__Problem to work on__: How many lines in this data contain the string "instance"? Reply with the number only.

-- Opening Marker --

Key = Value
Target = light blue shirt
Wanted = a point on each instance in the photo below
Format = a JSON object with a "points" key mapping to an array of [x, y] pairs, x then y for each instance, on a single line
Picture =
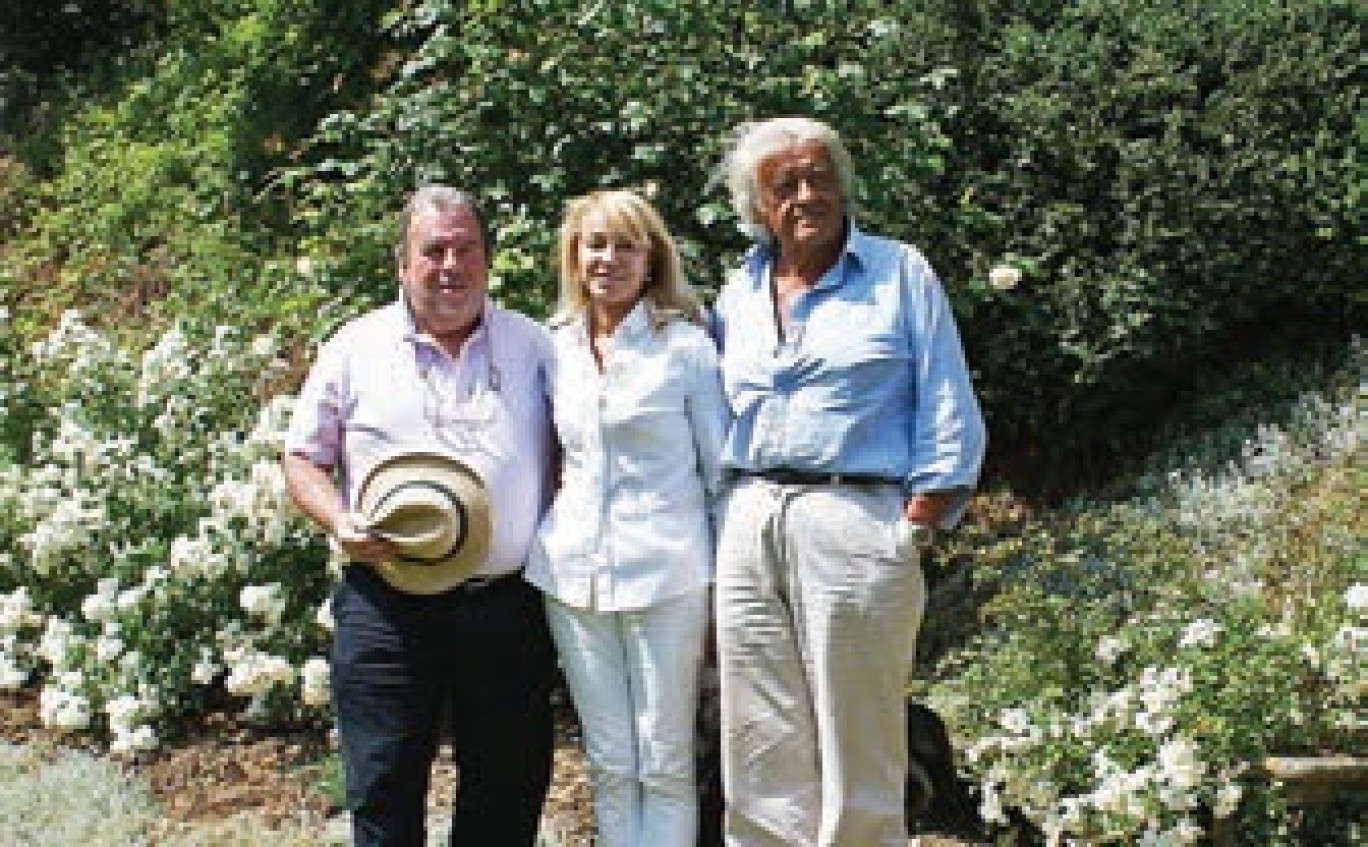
{"points": [[642, 444], [870, 379]]}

-- Closing Marker --

__Solution to this task__: 2